> [TEXTO]:
================
Nem o comunismo do amigo botafoguense, no entanto, minimizava a admiração do reacionário tricolor. Enchia os olhos míopes de Nelson a valentia da qual Saldanha não abria mão em nenhuma das muitas atividades que exercia.

Coragem não faltou quando o gaúcho assumiu o comando da seleção brasileira, em 1969. Convidado a dirigir o time nacional em tempo de ditadura militar, o militante do PCB (Partido Comunista Brasileiro) perguntou apenas: “É sondagem ou convite?”. Era convite. “Topo.”

João disse "topo" e já chegou com seu "escrete de feras" definido - Acervo - fev.70/Folhapress

Àquela altura, aos 52 anos, João já tinha mostrado seu talento para ser muitos. Fora líder estudantil, dono de cartório, guerrilheiro, jogador de basquete, cartola, ator...

Como técnico de futebol, recusando-se a receber salário, levara o amado Botafogo ao título carioca de 1957. Depois disso, com sua linguagem simples e sua enorme capacidade de comunicação, estabelecera-se como comentarista esportivo altamente popular e grande crítico do trabalho realizado pela CBD (Confederação Brasileira de Desportos), a atual CBF (Confederação Brasileira de Futebol).

Foi aí que surgiu o convite que não era sondagem. Com o seu “topo”, Saldanha iniciou um período à frente da seleção que durou cerca de um ano, foi encerrado há 50 e deixou uma marca indelével naquele que é tido por muitos como o maior time da história, o Brasil campeão do mundo em 1970.
================
> [ITENS APRESENTADOS]:
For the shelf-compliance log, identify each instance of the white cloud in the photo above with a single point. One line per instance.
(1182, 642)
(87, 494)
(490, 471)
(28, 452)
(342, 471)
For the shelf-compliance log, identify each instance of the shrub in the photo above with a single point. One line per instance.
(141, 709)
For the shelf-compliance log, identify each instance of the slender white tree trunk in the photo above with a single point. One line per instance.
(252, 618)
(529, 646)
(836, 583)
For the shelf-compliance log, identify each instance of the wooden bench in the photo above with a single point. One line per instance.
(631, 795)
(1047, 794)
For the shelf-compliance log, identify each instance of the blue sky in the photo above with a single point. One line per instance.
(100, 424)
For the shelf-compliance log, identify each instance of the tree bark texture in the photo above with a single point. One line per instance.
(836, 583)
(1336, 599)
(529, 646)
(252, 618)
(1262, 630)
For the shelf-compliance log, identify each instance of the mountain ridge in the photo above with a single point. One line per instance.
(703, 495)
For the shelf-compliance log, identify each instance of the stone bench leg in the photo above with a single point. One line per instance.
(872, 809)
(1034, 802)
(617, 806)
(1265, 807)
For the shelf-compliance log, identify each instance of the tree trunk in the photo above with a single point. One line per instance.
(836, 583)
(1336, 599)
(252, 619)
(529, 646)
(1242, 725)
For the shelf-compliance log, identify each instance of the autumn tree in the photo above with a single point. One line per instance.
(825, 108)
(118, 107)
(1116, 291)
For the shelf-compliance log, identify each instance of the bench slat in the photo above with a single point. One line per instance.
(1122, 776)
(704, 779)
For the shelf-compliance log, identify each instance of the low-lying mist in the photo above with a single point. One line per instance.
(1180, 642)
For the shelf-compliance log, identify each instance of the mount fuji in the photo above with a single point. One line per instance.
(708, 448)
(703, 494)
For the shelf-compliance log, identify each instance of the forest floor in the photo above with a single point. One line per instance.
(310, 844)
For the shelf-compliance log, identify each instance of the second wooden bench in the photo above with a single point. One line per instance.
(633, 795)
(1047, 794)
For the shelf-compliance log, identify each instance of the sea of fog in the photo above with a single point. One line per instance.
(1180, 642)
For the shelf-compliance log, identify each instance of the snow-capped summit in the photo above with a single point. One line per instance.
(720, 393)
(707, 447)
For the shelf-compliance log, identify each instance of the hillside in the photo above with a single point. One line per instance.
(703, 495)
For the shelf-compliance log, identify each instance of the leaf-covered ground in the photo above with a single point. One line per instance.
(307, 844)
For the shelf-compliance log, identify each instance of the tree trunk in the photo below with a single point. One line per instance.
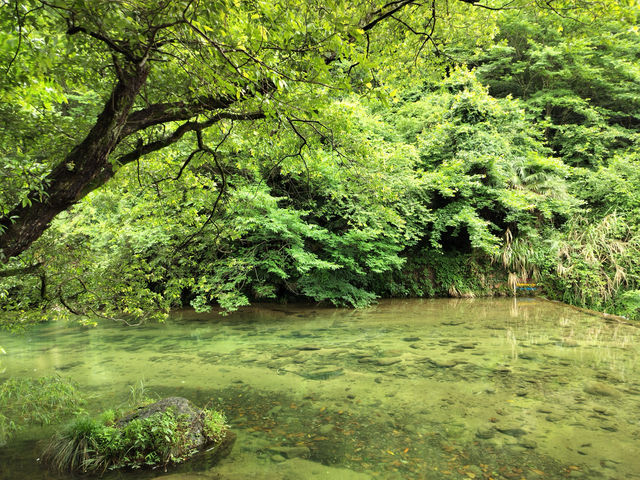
================
> [TAREFAS PROPOSTAS]:
1. Diga se cada afirmação concorda com o texto sobre Saldanha, respondendo sim ou não e citando as palavras do texto que decidem.
(a) Saldanha recebeu salário quando treinou o Botafogo.
(b) Saldanha tinha 52 anos quando assumiu a seleção.
(c) O período de Saldanha à frente da seleção durou cerca de dois anos.
2. Responda com base no texto sobre Saldanha:
(a) Em que ano Saldanha assumiu o comando da seleção brasileira?
(b) Que título o Botafogo conquistou com Saldanha como técnico?
(c) Qual é o nome atual da CBD?
3. Continue o texto sobre Saldanha a partir da última frase.
Não é preciso consultar os itens.

> [RESPOSTAS DAS TAREFAS]:
1.
(a) Não: "recusando-se a receber salário".
(b) Sim: "Àquela altura, aos 52 anos".
(c) Não: "durou cerca de um ano".

2.
(a) Em 1969.
(b) O título carioca de 1957.
(c) CBF (Confederação Brasileira de Futebol).

3.
Quando João chegou, a equipe verde-amarela vivia péssima fase. Eliminada da Copa de 1966 ainda na primeira fase, não dava sinais de recuperação e colecionava resultados decepcionantes, sob comando de Aymoré Moreira, no momento em que o presidente da CBD, João Havelange, decidiu fazer uma aposta inesperada.

“O Saldanha era o maior crítico da seleção. Batia todo dia, todo dia, todo dia. O Havelange, que era o capa-preta da época, o cartolão, pensou: ‘Vou chamar o João, o João vai quebrar a cara, e aí eu calo o maior crítico'”, diz André Iki Siqueira, autor do livro “João Saldanha – Uma Vida em Jogo” e codiretor do documentário “João Saldanha”.

Mas Saldanha não quebrou a cara. Ao menos não imediatamente. Ele assumiu a seleção apresentando uma papeleta com sua escalação, chamou de “feras” aqueles jogadores talentosos –então tratados como obsoletos no futebol-força, apontado como o caminho a ser seguido após o título da Inglaterra em 1966– e reconquistou a autoestima de um time bicampeão mundial.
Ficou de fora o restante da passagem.